Rewrite the data from the line with "Return the mask of every instance of the calm" through the end, requests included. In the answers, multiply every viewBox size and path coordinate by 2.15 and round to whole numbers, rounding halves up.

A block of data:
* Begin *

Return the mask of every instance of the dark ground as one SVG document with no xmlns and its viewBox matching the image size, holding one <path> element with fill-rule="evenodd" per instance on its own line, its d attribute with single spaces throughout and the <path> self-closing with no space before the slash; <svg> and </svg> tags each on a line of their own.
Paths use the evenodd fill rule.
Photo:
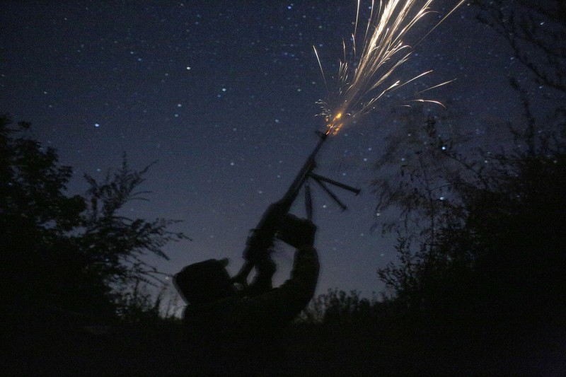
<svg viewBox="0 0 566 377">
<path fill-rule="evenodd" d="M 381 324 L 383 325 L 383 324 Z M 566 335 L 487 329 L 301 325 L 196 344 L 178 323 L 20 324 L 7 330 L 5 376 L 564 376 Z M 6 333 L 5 333 L 6 334 Z M 529 334 L 529 335 L 527 335 Z"/>
</svg>

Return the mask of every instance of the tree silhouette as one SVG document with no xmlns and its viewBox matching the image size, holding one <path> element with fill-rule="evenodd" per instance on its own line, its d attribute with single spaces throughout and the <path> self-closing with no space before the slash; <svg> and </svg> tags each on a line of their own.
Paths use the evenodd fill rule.
<svg viewBox="0 0 566 377">
<path fill-rule="evenodd" d="M 127 165 L 90 189 L 68 195 L 71 167 L 61 166 L 52 148 L 30 137 L 30 124 L 14 127 L 0 117 L 0 276 L 2 311 L 18 318 L 75 312 L 113 316 L 115 289 L 149 281 L 158 272 L 143 261 L 162 247 L 186 238 L 168 228 L 175 221 L 148 221 L 120 214 L 138 191 L 149 167 Z"/>
<path fill-rule="evenodd" d="M 557 37 L 566 23 L 553 11 L 563 4 L 475 3 L 480 20 L 503 35 L 535 82 L 564 93 Z M 508 124 L 510 145 L 474 148 L 455 131 L 458 120 L 423 124 L 416 109 L 401 115 L 410 137 L 392 140 L 377 164 L 385 173 L 403 161 L 374 187 L 378 211 L 401 211 L 401 221 L 382 224 L 397 232 L 399 260 L 378 274 L 408 315 L 564 325 L 566 112 L 560 103 L 535 109 L 525 81 L 509 83 L 524 112 L 524 124 Z"/>
</svg>

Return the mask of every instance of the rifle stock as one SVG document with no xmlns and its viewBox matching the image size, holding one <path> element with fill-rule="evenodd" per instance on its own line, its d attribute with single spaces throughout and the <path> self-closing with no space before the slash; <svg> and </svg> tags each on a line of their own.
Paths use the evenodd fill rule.
<svg viewBox="0 0 566 377">
<path fill-rule="evenodd" d="M 270 204 L 258 226 L 250 231 L 246 242 L 246 249 L 243 252 L 246 262 L 238 274 L 232 278 L 235 283 L 242 286 L 247 284 L 248 276 L 254 267 L 253 260 L 258 260 L 262 255 L 269 253 L 279 226 L 284 220 L 285 216 L 291 209 L 291 206 L 295 199 L 296 199 L 299 192 L 309 177 L 313 178 L 319 183 L 322 180 L 356 194 L 359 192 L 358 189 L 313 173 L 313 170 L 316 167 L 315 158 L 328 137 L 327 134 L 323 132 L 319 132 L 318 136 L 320 137 L 318 143 L 307 158 L 306 161 L 299 171 L 299 174 L 295 177 L 289 189 L 287 189 L 285 195 L 279 200 Z M 326 191 L 330 195 L 333 200 L 336 201 L 343 209 L 345 209 L 345 206 L 342 204 L 335 195 L 328 192 L 328 189 L 326 189 Z"/>
</svg>

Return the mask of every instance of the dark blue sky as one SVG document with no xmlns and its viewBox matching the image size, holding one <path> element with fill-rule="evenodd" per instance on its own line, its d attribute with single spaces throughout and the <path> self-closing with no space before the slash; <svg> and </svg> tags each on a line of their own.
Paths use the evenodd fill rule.
<svg viewBox="0 0 566 377">
<path fill-rule="evenodd" d="M 434 3 L 439 13 L 417 31 L 456 3 Z M 57 149 L 75 170 L 71 192 L 86 188 L 84 173 L 102 179 L 117 168 L 123 152 L 136 168 L 158 161 L 144 187 L 154 192 L 151 202 L 126 210 L 182 219 L 175 230 L 194 240 L 170 245 L 171 261 L 155 262 L 175 273 L 229 257 L 235 272 L 248 229 L 283 195 L 317 141 L 315 130 L 324 127 L 315 117 L 316 101 L 327 93 L 313 46 L 330 79 L 355 6 L 337 0 L 4 1 L 0 111 L 31 122 L 35 135 Z M 376 269 L 395 260 L 392 241 L 370 231 L 379 218 L 368 184 L 385 137 L 400 132 L 391 109 L 427 85 L 456 79 L 427 94 L 448 110 L 430 111 L 456 114 L 459 131 L 477 145 L 497 144 L 499 130 L 492 125 L 519 117 L 507 77 L 521 77 L 521 67 L 474 11 L 457 10 L 399 72 L 408 78 L 434 69 L 429 78 L 395 92 L 324 146 L 317 172 L 363 192 L 337 192 L 350 207 L 343 213 L 314 194 L 320 292 L 339 287 L 370 296 L 383 288 Z M 294 211 L 301 210 L 298 202 Z M 280 282 L 292 252 L 275 258 Z"/>
</svg>

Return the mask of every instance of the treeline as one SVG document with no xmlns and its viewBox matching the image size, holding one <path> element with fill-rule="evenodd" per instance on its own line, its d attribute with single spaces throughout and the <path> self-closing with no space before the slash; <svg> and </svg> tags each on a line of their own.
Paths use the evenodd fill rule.
<svg viewBox="0 0 566 377">
<path fill-rule="evenodd" d="M 125 156 L 101 182 L 85 175 L 86 192 L 69 195 L 71 168 L 32 135 L 29 123 L 13 125 L 8 115 L 0 117 L 5 321 L 108 321 L 132 317 L 135 307 L 156 315 L 158 308 L 139 283 L 158 283 L 160 274 L 144 255 L 167 259 L 163 246 L 187 237 L 169 230 L 175 221 L 130 219 L 121 211 L 131 200 L 146 199 L 139 186 L 149 166 L 135 170 Z"/>
</svg>

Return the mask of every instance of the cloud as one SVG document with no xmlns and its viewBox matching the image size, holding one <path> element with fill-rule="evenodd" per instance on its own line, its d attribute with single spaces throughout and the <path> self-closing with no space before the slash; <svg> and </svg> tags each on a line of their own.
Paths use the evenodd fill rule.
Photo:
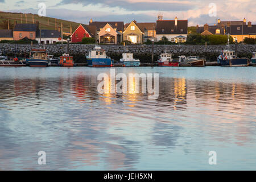
<svg viewBox="0 0 256 182">
<path fill-rule="evenodd" d="M 62 0 L 57 5 L 81 3 L 84 6 L 100 5 L 109 7 L 117 7 L 130 11 L 184 11 L 197 3 L 188 1 L 172 0 Z"/>
</svg>

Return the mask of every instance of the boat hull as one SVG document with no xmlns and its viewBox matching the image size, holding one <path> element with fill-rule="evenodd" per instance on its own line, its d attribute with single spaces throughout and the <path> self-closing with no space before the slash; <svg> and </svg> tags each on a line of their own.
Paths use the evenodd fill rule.
<svg viewBox="0 0 256 182">
<path fill-rule="evenodd" d="M 178 67 L 178 62 L 158 62 L 158 66 L 159 67 Z"/>
<path fill-rule="evenodd" d="M 88 67 L 111 67 L 112 61 L 108 58 L 87 58 Z"/>
<path fill-rule="evenodd" d="M 26 61 L 8 61 L 1 60 L 0 67 L 25 67 L 26 66 Z"/>
<path fill-rule="evenodd" d="M 248 60 L 246 58 L 235 58 L 233 59 L 218 59 L 222 67 L 247 67 L 249 65 Z"/>
<path fill-rule="evenodd" d="M 139 67 L 141 63 L 139 61 L 123 61 L 125 67 Z"/>
<path fill-rule="evenodd" d="M 204 67 L 205 65 L 205 60 L 204 59 L 188 61 L 187 63 L 191 64 L 191 67 Z"/>
<path fill-rule="evenodd" d="M 30 59 L 26 60 L 27 64 L 31 67 L 47 67 L 48 65 L 49 61 L 43 59 Z"/>
</svg>

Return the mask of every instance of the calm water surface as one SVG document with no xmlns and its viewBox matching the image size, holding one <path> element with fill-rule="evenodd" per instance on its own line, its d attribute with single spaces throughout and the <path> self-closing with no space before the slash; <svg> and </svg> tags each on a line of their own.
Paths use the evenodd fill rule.
<svg viewBox="0 0 256 182">
<path fill-rule="evenodd" d="M 256 169 L 255 67 L 115 68 L 158 73 L 156 100 L 99 94 L 110 70 L 0 68 L 0 169 Z"/>
</svg>

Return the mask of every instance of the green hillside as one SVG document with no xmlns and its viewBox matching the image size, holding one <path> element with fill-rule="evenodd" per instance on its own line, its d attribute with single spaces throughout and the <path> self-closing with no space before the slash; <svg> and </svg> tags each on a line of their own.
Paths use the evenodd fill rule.
<svg viewBox="0 0 256 182">
<path fill-rule="evenodd" d="M 33 23 L 32 14 L 23 14 L 16 13 L 7 13 L 0 11 L 0 29 L 6 29 L 7 26 L 8 20 L 10 25 L 13 26 L 15 21 L 17 21 L 18 23 Z M 35 23 L 37 21 L 39 22 L 39 28 L 41 29 L 55 29 L 55 18 L 41 16 L 37 14 L 34 14 L 34 22 Z M 57 30 L 58 27 L 61 27 L 61 22 L 63 26 L 63 32 L 69 32 L 70 31 L 70 26 L 71 26 L 72 31 L 74 31 L 80 23 L 66 21 L 62 19 L 57 19 Z"/>
</svg>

* End *

Full solution ::
Return the mask of every instance of the calm water surface as one SVG document with no xmlns and its viewBox matching the image size, holding one <path> element with fill-rule="evenodd" per instance on its own line, its d attribute with single spaces throughout and the <path> self-closing with no space before the slash; <svg> and </svg> tags each on a line of their own.
Paths use the evenodd fill rule.
<svg viewBox="0 0 550 391">
<path fill-rule="evenodd" d="M 550 363 L 548 144 L 247 146 L 340 157 L 335 215 L 213 202 L 237 151 L 0 146 L 0 363 Z"/>
</svg>

Return the mask of every instance of the green hillside as one SVG document with no xmlns and its viewBox matching the image size, holding one <path> element with fill-rule="evenodd" per instance on its own line, its d attribute with single spaces throughout and the <path> self-closing with no space before the slash; <svg> and </svg> tags each on a line of their own.
Paths use the evenodd fill rule.
<svg viewBox="0 0 550 391">
<path fill-rule="evenodd" d="M 71 49 L 69 30 L 49 30 L 34 28 L 15 28 L 0 24 L 0 62 L 13 62 L 15 56 L 17 43 L 22 54 L 28 56 L 32 45 L 37 45 L 39 49 Z M 75 49 L 80 45 L 84 47 L 84 60 L 88 62 L 118 62 L 118 39 L 88 34 L 80 30 L 73 30 L 73 47 Z M 123 65 L 125 58 L 131 58 L 131 47 L 135 56 L 135 69 L 148 69 L 151 67 L 151 56 L 153 56 L 155 67 L 159 67 L 172 49 L 142 45 L 133 41 L 123 41 Z"/>
</svg>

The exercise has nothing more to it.